#### [Exercise directions]
Please turn every line of the items below into a Markdown table with two columns, Row and Line, numbering each row and dropping blank lines. Leave the pictures out of the answer.

#### [Working data]
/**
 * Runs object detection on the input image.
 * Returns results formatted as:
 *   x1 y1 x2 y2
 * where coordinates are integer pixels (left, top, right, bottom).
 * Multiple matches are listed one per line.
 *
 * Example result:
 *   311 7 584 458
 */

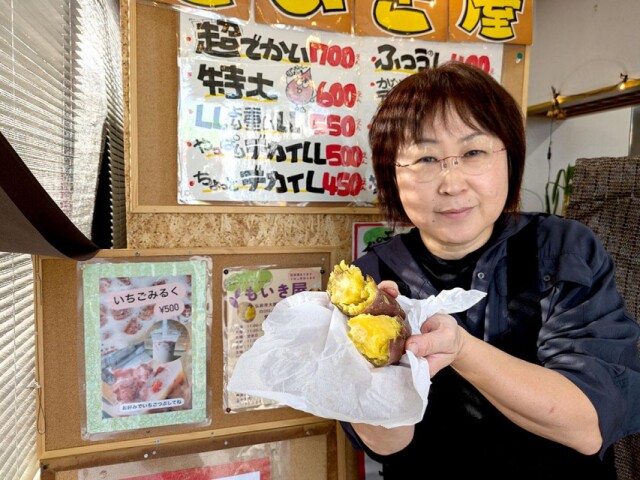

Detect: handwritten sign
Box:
178 14 502 205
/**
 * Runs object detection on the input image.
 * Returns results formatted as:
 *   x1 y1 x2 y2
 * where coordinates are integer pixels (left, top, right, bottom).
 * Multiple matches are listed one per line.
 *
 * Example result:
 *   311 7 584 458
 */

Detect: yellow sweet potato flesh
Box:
347 313 404 367
327 260 378 316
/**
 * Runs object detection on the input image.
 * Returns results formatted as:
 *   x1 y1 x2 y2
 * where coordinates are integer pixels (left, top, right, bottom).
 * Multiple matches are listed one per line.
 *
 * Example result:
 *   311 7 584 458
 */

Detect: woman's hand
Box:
378 280 465 377
405 313 464 377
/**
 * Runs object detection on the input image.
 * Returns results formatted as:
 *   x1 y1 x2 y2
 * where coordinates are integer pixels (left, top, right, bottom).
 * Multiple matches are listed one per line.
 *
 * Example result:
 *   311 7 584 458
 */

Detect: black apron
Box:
383 221 616 480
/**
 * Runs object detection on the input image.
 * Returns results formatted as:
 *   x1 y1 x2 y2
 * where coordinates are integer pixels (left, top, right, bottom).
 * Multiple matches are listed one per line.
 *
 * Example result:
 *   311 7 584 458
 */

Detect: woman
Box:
343 62 640 480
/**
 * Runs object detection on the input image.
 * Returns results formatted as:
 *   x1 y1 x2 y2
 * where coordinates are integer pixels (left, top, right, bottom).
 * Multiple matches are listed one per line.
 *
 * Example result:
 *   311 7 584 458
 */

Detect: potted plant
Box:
545 164 575 216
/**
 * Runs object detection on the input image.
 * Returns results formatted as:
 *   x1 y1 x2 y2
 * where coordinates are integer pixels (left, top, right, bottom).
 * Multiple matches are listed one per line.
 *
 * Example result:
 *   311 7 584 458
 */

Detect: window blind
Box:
0 0 125 480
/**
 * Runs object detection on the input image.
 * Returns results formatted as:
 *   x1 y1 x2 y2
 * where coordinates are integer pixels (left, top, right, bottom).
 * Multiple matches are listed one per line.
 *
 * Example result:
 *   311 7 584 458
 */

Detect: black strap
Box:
505 218 542 363
0 128 99 260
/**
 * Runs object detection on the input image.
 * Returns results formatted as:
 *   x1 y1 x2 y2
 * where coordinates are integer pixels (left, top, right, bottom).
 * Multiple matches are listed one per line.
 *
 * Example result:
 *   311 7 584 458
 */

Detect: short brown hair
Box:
369 62 526 224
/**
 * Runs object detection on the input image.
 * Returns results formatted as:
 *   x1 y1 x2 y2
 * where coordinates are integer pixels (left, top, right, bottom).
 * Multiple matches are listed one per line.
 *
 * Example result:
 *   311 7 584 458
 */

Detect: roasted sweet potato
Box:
327 260 405 318
327 260 411 367
347 313 411 367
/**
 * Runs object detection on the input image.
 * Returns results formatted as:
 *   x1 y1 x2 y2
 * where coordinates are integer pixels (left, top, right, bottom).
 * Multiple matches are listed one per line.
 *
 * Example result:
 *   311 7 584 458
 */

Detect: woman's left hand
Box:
405 313 464 377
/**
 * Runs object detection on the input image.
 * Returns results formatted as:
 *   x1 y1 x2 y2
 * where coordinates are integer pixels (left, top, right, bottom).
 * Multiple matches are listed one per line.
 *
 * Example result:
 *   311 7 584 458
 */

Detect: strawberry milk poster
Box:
222 267 322 413
178 9 503 205
78 257 211 436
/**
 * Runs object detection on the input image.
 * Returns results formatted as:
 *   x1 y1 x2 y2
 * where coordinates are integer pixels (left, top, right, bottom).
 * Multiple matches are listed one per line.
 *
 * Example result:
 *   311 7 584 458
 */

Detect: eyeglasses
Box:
396 147 507 183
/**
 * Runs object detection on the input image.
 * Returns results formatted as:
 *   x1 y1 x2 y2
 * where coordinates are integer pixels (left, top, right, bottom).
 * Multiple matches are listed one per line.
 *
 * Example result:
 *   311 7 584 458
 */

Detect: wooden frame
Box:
41 420 340 480
34 247 338 463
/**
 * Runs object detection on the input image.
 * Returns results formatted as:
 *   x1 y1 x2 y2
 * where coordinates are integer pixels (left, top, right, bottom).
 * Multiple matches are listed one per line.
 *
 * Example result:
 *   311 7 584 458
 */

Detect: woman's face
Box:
396 112 509 259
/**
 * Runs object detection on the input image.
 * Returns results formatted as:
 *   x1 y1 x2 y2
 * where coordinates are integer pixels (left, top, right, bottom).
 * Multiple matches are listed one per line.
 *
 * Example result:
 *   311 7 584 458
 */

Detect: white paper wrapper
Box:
227 288 486 428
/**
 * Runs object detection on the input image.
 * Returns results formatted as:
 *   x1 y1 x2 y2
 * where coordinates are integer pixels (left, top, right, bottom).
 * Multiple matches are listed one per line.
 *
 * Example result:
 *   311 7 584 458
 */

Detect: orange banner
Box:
157 0 251 20
355 0 449 42
255 0 354 33
449 0 533 45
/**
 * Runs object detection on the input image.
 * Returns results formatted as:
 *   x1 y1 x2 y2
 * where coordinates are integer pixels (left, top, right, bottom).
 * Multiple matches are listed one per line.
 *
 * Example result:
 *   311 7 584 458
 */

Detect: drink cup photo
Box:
151 328 180 363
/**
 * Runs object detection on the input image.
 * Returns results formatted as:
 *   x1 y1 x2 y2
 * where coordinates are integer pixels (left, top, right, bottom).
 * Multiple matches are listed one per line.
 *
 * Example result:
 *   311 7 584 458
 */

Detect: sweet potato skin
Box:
327 260 411 367
327 260 406 318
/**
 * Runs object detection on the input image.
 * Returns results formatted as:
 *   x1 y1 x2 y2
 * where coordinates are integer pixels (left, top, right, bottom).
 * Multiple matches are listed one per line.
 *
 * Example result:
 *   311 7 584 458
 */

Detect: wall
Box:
523 0 640 210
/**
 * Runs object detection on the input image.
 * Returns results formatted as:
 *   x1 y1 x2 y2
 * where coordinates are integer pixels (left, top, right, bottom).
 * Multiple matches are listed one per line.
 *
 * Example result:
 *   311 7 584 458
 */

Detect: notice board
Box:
34 247 344 480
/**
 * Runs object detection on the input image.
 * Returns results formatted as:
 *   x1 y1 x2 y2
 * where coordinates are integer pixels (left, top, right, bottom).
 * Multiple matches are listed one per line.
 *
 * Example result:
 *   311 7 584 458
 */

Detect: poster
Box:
352 222 413 261
78 257 210 436
177 9 502 205
222 267 322 413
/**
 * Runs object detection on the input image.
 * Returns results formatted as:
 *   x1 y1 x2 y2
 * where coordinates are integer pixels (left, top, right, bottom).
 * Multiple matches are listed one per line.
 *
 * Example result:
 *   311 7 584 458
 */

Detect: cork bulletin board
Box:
41 421 340 480
35 247 335 460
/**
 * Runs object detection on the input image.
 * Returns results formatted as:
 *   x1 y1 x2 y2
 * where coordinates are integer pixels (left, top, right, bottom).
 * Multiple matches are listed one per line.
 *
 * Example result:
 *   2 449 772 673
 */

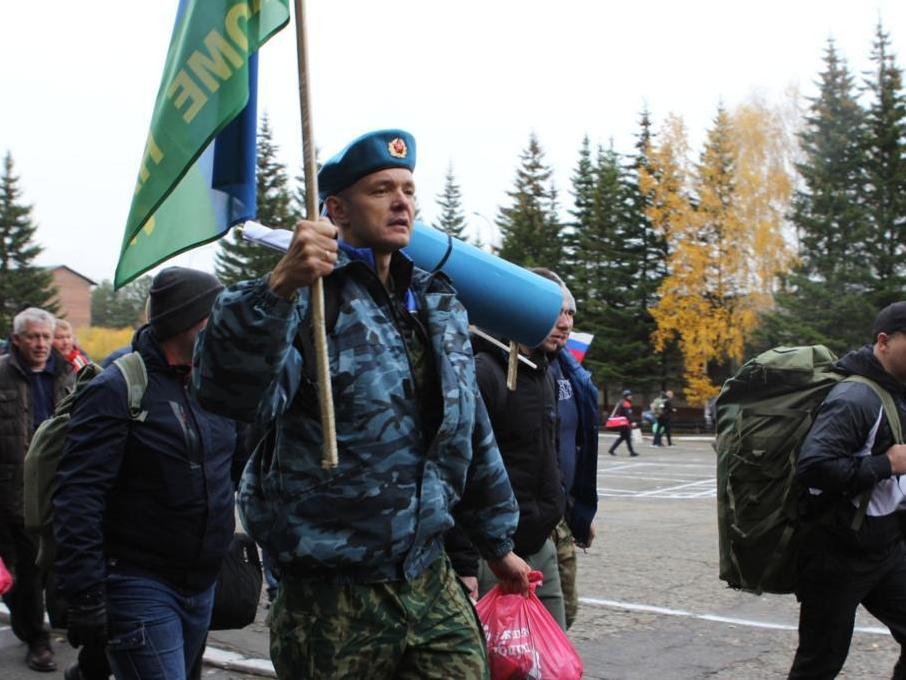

#### [Solution for this exercise]
| Row | Line |
|---|---|
| 1 | /** |
| 2 |  * Runs object detection on the input image. |
| 3 |  * Returns results formatted as: |
| 4 |  *   x1 y1 x2 y2 |
| 5 |  * where coordinates are integer pixels (left, top, right, bottom). |
| 6 |  * Multiple matches are listed one per line. |
| 7 |  * |
| 8 |  * Example result: |
| 9 |  *   311 7 584 458 |
| 10 |  */ |
| 11 | Detect: handwritten sign |
| 12 | Box: |
| 13 | 178 14 502 205 |
| 14 | /** |
| 15 |  * Runs object detection on the input image. |
| 16 |  * Returns results formatted as: |
| 17 |  *   x1 y1 x2 y2 |
| 18 |  * where coordinates are integer pixels (left, top, right, bottom). |
| 19 |  * Multiple matches are listed one per line. |
| 20 |  * |
| 21 |  * Example result: |
| 22 |  *   311 7 584 458 |
| 23 |  */ |
| 24 | Detect: yellow sweet potato flesh |
| 25 | Box: |
| 26 | 347 313 404 367 |
| 27 | 327 260 378 316 |
| 28 | /** |
| 29 |  * Runs object detection on the input image. |
| 30 |  * Returns results formatted as: |
| 31 |  *   x1 y1 x2 y2 |
| 32 |  * where coordinates are integer pixels (left, top, right, bottom). |
| 33 |  * Multiple matches are listed one per line. |
| 34 |  * |
| 35 |  * Example result: |
| 36 |  *   311 7 584 458 |
| 37 |  */ |
| 38 | Detect: woman's hand |
| 39 | Box: |
| 40 | 378 280 465 377 |
| 41 | 405 313 464 377 |
| 42 | /** |
| 43 |  * Runs object detection on the input image. |
| 44 |  * Returns results formatted as: |
| 45 |  *   x1 y1 x2 y2 |
| 46 |  * where coordinates are integer pixels (left, top, right, bottom). |
| 47 |  * Multiple matches are listed one per line. |
| 48 |  * |
| 49 |  * Example result: |
| 50 |  *   311 7 584 458 |
| 51 |  */ |
| 52 | Detect: black apron |
| 53 | Box: |
| 54 | 383 221 616 480 |
| 55 | /** |
| 56 |  * Runs object detection on the input image. |
| 57 |  * Returns results formatted as: |
| 58 |  *   x1 y1 x2 y2 |
| 59 |  * where coordinates are integer pixels (left, top, right, bottom). |
| 60 |  * Multiple matches are listed one per line. |
| 61 |  * |
| 62 |  * Example result: |
| 63 |  *   311 7 584 458 |
| 64 |  */ |
| 65 | Detect: woman |
| 66 | Box: |
| 67 | 343 62 640 480 |
| 68 | /** |
| 69 |  * Runs object detection on the input image. |
| 70 |  * Returns results formatted as: |
| 71 |  *   x1 y1 x2 y2 |
| 72 |  * where coordinates are integer pixels (left, top, right, bottom). |
| 73 |  * Multiple matches are listed one per line. |
| 74 |  * |
| 75 |  * Example result: |
| 76 |  *   311 7 584 458 |
| 77 |  */ |
| 78 | Detect: potted plant |
| 79 | Box: |
| 80 | 545 164 575 216 |
| 81 | /** |
| 82 |  * Runs object detection on the input image. |
| 83 |  * Returns results formatted as: |
| 84 |  *   x1 y1 x2 y2 |
| 85 |  * where coordinates are integer pixels (left, top, right, bottom). |
| 86 |  * Multiple matches are listed one per line. |
| 87 |  * |
| 88 |  * Example result: |
| 89 |  *   311 7 584 458 |
| 90 |  */ |
| 91 | Detect: window blind |
| 92 | Box: |
| 93 | 0 0 125 480 |
| 94 | /** |
| 95 |  * Runs object detection on the input image. |
| 96 |  * Returns results formatted as: |
| 97 |  *   x1 y1 x2 y2 |
| 98 |  * where coordinates are integer pixels (left, top, right, bottom). |
| 99 |  * Multiple matches are listed one per line. |
| 100 |  * |
| 101 |  * Example result: |
| 102 |  *   311 7 584 458 |
| 103 |  */ |
| 104 | Detect: black strap |
| 105 | Box: |
| 106 | 505 218 542 363 |
| 107 | 0 128 99 260 |
| 108 | /** |
| 109 |  * Runs object detection on the input image. |
| 110 |  * Returns results formatted as: |
| 111 |  *   x1 y1 x2 y2 |
| 112 |  * where coordinates are integer pixels (left, top, right, bottom). |
| 113 |  * Multiple matches are listed one per line. |
| 114 |  * |
| 115 |  * Example result: |
| 116 |  *   311 7 584 458 |
| 117 |  */ |
| 118 | Detect: short brown hair |
| 119 | Box: |
| 120 | 369 62 526 224 |
| 121 | /** |
| 122 |  * Runs object detection on the input image. |
| 123 |  * Returns results formatted as: |
| 124 |  *   x1 y1 x2 y2 |
| 125 |  * where coordinates are integer pixels (left, top, right, bottom). |
| 126 |  * Multiple matches are listed one per line. |
| 127 |  * |
| 128 |  * Example result: |
| 129 |  *   311 7 584 458 |
| 130 |  */ |
| 131 | Detect: roasted sweet potato |
| 132 | Box: |
| 133 | 327 260 405 318 |
| 134 | 327 260 411 367 |
| 135 | 347 313 411 367 |
| 136 | /** |
| 137 |  * Runs object detection on the input image. |
| 138 |  * Returns results formatted as: |
| 139 |  *   x1 y1 x2 y2 |
| 140 |  * where coordinates are integer pixels (left, top, right, bottom). |
| 141 |  * Multiple matches are listed one per line. |
| 142 |  * |
| 143 |  * Example result: |
| 144 |  *   311 7 584 458 |
| 145 |  */ |
| 146 | Detect: woman's left hand |
| 147 | Box: |
| 148 | 405 313 464 377 |
| 149 | /** |
| 150 |  * Runs object detection on the input image. |
| 151 |  * Returns results formatted as: |
| 152 |  *   x1 y1 x2 y2 |
| 153 |  * where coordinates are integer pixels (left, top, right, bottom). |
| 154 |  * Multiple matches are listed one per line. |
| 155 |  * |
| 156 |  * Example result: |
| 157 |  *   311 7 584 458 |
| 158 |  */ |
| 159 | Detect: strawberry milk poster |
| 160 | Box: |
| 161 | 222 267 322 413 |
| 162 | 178 9 503 205 |
| 163 | 78 257 211 436 |
| 164 | /** |
| 165 |  * Runs object detection on the input image. |
| 166 |  * Returns results formatted as: |
| 167 |  *   x1 y1 x2 y2 |
| 168 |  * where coordinates are integer pixels (left, top, right, bottom). |
| 169 |  * Multiple matches are listed one per line. |
| 170 |  * |
| 171 |  * Example result: |
| 172 |  *   311 7 584 458 |
| 173 |  */ |
| 174 | Detect: eyeglasses |
| 175 | Box: |
| 176 | 396 147 507 183 |
| 177 | /** |
| 178 |  * Runs object detection on the input image. |
| 179 |  * Returns results formatted as: |
| 180 |  *   x1 y1 x2 y2 |
| 181 |  * where coordinates are integer pixels (left, top, right, bottom). |
| 182 |  * Multiple matches are listed one per line. |
| 183 |  * |
| 184 |  * Example result: |
| 185 |  *   311 7 584 458 |
| 186 |  */ |
| 187 | Detect: wooden frame |
| 188 | Box: |
| 189 | 41 420 340 480 |
| 190 | 34 247 338 463 |
| 191 | /** |
| 192 |  * Runs object detection on the input image. |
| 193 |  * Returns results formatted as: |
| 194 |  *   x1 y1 x2 y2 |
| 195 |  * where coordinates are integer pixels (left, top, right, bottom). |
| 196 |  * Multiple matches are listed one per line. |
| 197 |  * |
| 198 |  * Example result: |
| 199 |  *   311 7 584 458 |
| 200 |  */ |
| 201 | Detect: woman's face |
| 202 | Box: |
| 203 | 396 112 509 259 |
| 204 | /** |
| 205 |  * Runs object detection on the input image. |
| 206 |  * Returns results formatted as: |
| 207 |  *   x1 y1 x2 y2 |
| 208 |  * where coordinates are integer pixels (left, top, right, bottom). |
| 209 |  * Multiple matches are listed one per line. |
| 210 |  * |
| 211 |  * Example result: |
| 212 |  *   311 7 584 458 |
| 213 |  */ |
| 214 | Detect: white paper wrapper |
| 215 | Box: |
| 216 | 227 288 486 428 |
| 217 | /** |
| 218 |  * Runs object detection on the input image. |
| 219 |  * Returns results formatted as: |
| 220 |  *   x1 y1 x2 y2 |
| 221 |  * where coordinates are integer pixels (left, top, right, bottom). |
| 222 |  * Multiple matches are listed one per line. |
| 223 |  * |
| 224 |  * Example result: |
| 225 |  *   311 7 584 458 |
| 226 |  */ |
| 227 | Detect: orange banner |
| 228 | Box: |
| 229 | 157 0 251 20 |
| 230 | 355 0 449 42 |
| 231 | 255 0 354 33 |
| 232 | 449 0 533 45 |
| 233 | /** |
| 234 |  * Runs object detection on the input image. |
| 235 |  * Returns results formatted as: |
| 236 |  *   x1 y1 x2 y2 |
| 237 |  * where coordinates are integer pixels (left, top, right, bottom). |
| 238 |  * Multiple matches are listed one per line. |
| 239 |  * |
| 240 |  * Example result: |
| 241 |  *   311 7 584 458 |
| 242 |  */ |
| 243 | Detect: drink cup photo |
| 244 | Box: |
| 245 | 151 328 180 363 |
| 246 | /** |
| 247 |  * Runs object detection on the input image. |
| 248 |  * Returns results formatted as: |
| 249 |  *   x1 y1 x2 y2 |
| 250 |  * where coordinates are integer pixels (left, top, right, bottom). |
| 251 |  * Multiple matches are listed one per line. |
| 252 |  * |
| 253 |  * Example result: |
| 254 |  *   311 7 584 458 |
| 255 |  */ |
| 256 | Detect: sweet potato skin |
| 257 | Box: |
| 258 | 327 260 411 367 |
| 259 | 327 260 406 318 |
| 260 | /** |
| 261 |  * Runs object detection on the input image. |
| 262 |  * Returns results formatted as: |
| 263 |  *   x1 y1 x2 y2 |
| 264 |  * where coordinates are integer pixels (left, top, right, bottom). |
| 265 |  * Multiple matches are listed one per line. |
| 266 |  * |
| 267 |  * Example result: |
| 268 |  *   311 7 584 458 |
| 269 |  */ |
| 270 | Detect: wall |
| 271 | Box: |
| 272 | 523 0 640 210 |
| 273 | /** |
| 274 |  * Runs object detection on the input image. |
| 275 |  * Returns results formatted as: |
| 276 |  *   x1 y1 x2 y2 |
| 277 |  * where coordinates are integer pixels (left, top, right, bottom). |
| 278 |  * Multiple matches are listed one per line. |
| 279 |  * |
| 280 |  * Example result: |
| 281 |  *   311 7 584 458 |
| 282 |  */ |
| 283 | Detect: notice board |
| 284 | Box: |
| 285 | 34 247 344 480 |
| 286 | /** |
| 287 |  * Runs object detection on the input image. |
| 288 |  * Returns results formatted as: |
| 289 |  *   x1 y1 x2 y2 |
| 290 |  * where coordinates are integer pixels (left, top, right, bottom). |
| 291 |  * Multiple matches are listed one per line. |
| 292 |  * |
| 293 |  * Example result: |
| 294 |  *   311 7 584 458 |
| 295 |  */ |
| 296 | Detect: poster |
| 297 | Box: |
| 298 | 352 222 413 261 |
| 299 | 78 257 210 436 |
| 300 | 177 9 502 205 |
| 301 | 222 267 322 413 |
| 302 | /** |
| 303 |  * Runs object detection on the input image. |
| 304 |  * Returns results formatted as: |
| 305 |  *   x1 y1 x2 y2 |
| 306 |  * where coordinates are integer pixels (left, top, right, bottom). |
| 307 |  * Multiple matches are listed one per line. |
| 308 |  * |
| 309 |  * Example result: |
| 310 |  *   311 7 584 458 |
| 311 |  */ |
| 312 | Detect: cork bulletin board |
| 313 | Box: |
| 314 | 41 421 340 480 |
| 315 | 35 247 335 460 |
| 316 | /** |
| 317 |  * Runs object detection on the input image. |
| 318 |  * Returns results formatted as: |
| 319 |  *   x1 y1 x2 y2 |
| 320 |  * where coordinates are integer pixels (left, top, right, bottom). |
| 321 |  * Multiple matches are listed one per line. |
| 322 |  * |
| 323 |  * Example result: |
| 324 |  *   2 449 772 673 |
| 325 |  */ |